- Given instruction 1 -
What is the average discovery date of the 320 fields listed in the Illinois Basin petroleum passage?
- Given instruction 2 -
Pick up the passage on petroleum production in the Illinois Basin after its last sentence and extend it in the same style.

** Start of Text passage **

Figure 6a.  nalb115.jpg

Figure 6b.  nalb111.jpg

Figure 6c.  nalb110.jpg

Figure 6d.  nalb112.jpg

Figure 6e.  nalb116.jpg

Figure 6f.  nalb114.jpg

Figure 6g.  nalb113.jpg

 

 

Figure 7. Generalized stratigraphic column of Devonian and

Mississippian strata in the southern part of the Illinois Basin.

Horizontal red lines to the right of the column indicate the primary

oil and gas productive intervals. Shown are names and vertical and

lateral associations of strata from Late Devonian to Late Mississippian

time. The New Albany Shale hydrocarbon source rock is also labeled

(Modified from Bell and others, 1961; Buschbach and Kolata, 1991,

reprinted by permission of The American Association of Petroleum

Geologists and AAPG Data Systems (Datapages, Inc.), whose permission is

required for further use). The large 19 KB image is named stratsec.jpg.

 

 

Figure 8. This generalized southwest-northeast stratigraphic cross

section of the Middle Devonian through Mississippian Kaskaskia sequence

shows vertical and lateral extent of primary hydrocarbon source rock

and reservoir rocks in the Illinois Basin (modified from Treworgy and

Devera, 1991, reprinted by permission of The American Association of

Petroleum Geologists and AAPG Data Systems (Datapages, Inc.), whose

permission is required for further use). This is a 20 KB image named

devmisxs.jpg .

 

DISTRIBUTION OF OIL, GAS, AND NON-PRODUCTIVE WELLS

 

Petroleum Production in the Basin

 

The Clark County Division field was drilled in the Illinois Basin in

1900; this is the first field that contains discovery date information

for the PI/Dwights WHCS (1996) and Production Data on CD-ROM (1999) and

Nehring databases (1996).  Average discovery date is 1946 for 320

fields in the databases that contain this information. The Illinois

Basin has a mature exploration status. Macke (1996) estimated that 10

or fewer oil accumulations of 1 million barrels or greater remain to be

discovered in Mississippian and Pennsylvanian formations in the basin

and that remaining reserve growth will mainly result from secondary and

tertiary methods of petroleum production from existing fields.  The

basin contains more than sixty different petroleum pay intervals that

range in age from Ordovician to Pennsylvanian; production is primarily

from structural traps at depths of less than 5,500 ft (1,675 m) (Howard

and Whitaker, 1990). "A number of hydrocarbon occurrences are closely

related to the tops of three major carbonate intervals"; these are

listed by Howard (1991) as being the Upper Ordovician Ottowa

Supergroup, the Silurian and Devonian Hunton Supergroup, and the

Mississippian Valmeyeran Series. Most hydrocarbon production in the

basin has been from siliciclastic intervals in Chesterian and

Pennsylvanian rocks (Howard, 1991). Oltz and others (1991) determined

that the Illinois Basin has almost 1,700 fields; these produce mainly

oil from about 7,000 separate sandstone and carbonate reservoirs.

** End of Text passage **
** Start of Data excerpts **

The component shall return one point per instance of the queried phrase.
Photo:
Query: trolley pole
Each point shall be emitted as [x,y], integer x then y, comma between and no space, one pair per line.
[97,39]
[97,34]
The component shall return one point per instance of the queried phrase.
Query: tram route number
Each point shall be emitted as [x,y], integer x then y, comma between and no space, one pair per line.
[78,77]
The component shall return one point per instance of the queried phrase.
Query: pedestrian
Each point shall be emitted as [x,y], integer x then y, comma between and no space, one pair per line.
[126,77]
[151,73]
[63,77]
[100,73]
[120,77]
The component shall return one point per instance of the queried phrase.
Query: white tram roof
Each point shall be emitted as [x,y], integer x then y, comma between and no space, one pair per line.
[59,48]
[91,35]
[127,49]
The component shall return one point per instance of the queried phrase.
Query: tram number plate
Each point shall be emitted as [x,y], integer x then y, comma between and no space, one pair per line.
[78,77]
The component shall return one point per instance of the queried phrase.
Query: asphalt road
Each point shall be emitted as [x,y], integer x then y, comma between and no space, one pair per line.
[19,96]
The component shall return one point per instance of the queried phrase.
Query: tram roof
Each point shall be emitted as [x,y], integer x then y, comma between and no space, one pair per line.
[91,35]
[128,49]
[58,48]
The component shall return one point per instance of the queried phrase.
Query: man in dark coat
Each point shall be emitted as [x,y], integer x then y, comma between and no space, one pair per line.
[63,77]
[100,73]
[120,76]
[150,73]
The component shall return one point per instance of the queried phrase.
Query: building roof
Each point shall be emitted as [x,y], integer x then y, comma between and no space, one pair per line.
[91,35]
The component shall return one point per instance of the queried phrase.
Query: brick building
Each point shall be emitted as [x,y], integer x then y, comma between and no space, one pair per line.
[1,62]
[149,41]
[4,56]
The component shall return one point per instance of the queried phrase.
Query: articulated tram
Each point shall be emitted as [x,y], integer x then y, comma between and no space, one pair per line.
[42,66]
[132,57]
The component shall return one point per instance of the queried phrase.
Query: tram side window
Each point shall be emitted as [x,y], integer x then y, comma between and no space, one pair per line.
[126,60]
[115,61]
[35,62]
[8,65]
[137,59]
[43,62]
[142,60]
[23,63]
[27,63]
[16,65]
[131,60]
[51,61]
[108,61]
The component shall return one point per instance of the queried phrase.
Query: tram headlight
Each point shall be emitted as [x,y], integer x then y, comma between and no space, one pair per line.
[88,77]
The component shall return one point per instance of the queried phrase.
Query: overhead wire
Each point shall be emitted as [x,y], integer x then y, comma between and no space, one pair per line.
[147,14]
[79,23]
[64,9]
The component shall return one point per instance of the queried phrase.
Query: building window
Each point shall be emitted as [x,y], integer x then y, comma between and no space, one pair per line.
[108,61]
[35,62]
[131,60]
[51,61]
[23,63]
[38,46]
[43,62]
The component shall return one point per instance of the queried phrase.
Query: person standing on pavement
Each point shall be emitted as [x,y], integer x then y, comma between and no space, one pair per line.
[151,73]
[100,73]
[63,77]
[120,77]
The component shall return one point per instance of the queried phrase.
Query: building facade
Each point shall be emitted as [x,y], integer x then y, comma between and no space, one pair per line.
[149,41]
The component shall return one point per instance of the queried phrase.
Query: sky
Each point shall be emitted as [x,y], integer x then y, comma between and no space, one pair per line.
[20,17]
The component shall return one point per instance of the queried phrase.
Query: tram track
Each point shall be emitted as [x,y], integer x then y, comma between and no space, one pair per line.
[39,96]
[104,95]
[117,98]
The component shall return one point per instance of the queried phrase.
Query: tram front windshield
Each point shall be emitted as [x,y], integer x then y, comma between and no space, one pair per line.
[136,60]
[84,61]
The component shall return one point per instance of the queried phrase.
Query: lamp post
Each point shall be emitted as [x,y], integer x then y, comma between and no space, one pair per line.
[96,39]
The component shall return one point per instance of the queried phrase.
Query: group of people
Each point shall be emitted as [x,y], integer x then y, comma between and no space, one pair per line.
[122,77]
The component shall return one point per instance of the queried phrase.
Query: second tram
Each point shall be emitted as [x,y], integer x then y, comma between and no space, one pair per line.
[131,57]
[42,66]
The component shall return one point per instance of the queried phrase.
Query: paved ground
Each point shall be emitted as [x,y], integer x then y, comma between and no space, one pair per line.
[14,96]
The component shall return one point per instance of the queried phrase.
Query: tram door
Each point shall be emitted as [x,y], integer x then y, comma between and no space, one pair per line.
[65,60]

** End of Data excerpts **
** Start of Data excerpts **

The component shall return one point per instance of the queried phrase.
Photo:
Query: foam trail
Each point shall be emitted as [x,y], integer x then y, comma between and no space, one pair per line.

** End of Data excerpts **

- Task answer 1 -
1946

- Task answer 2 -
Ninety-six percent of this production is stripper, or less than 10

BO/day per well; this percentage is six times greater than the national

average for stripper production (Oltz and others, 1991). Organic

geochemical correlations indicate that more than 99% of discovered

petroleum in the basin was derived from the New Albany Shale (Hatch and

others, 1991).

 

Almost 90,000 wells have been drilled in the Illinois Basin; 42%, or

about 38,000 wells, are currently listed as oil and (or) gas productive

(PI/Dwights WHCS data through Dec, 1996). Total number of dry holes

across the basin is 47,800 (PI/Dwights WHCS database through 1996). 

Figure 4 shows distribution of oil and gas wells across the basin.

Production is from Silurian-through Pennsylvanian-age reservoirs.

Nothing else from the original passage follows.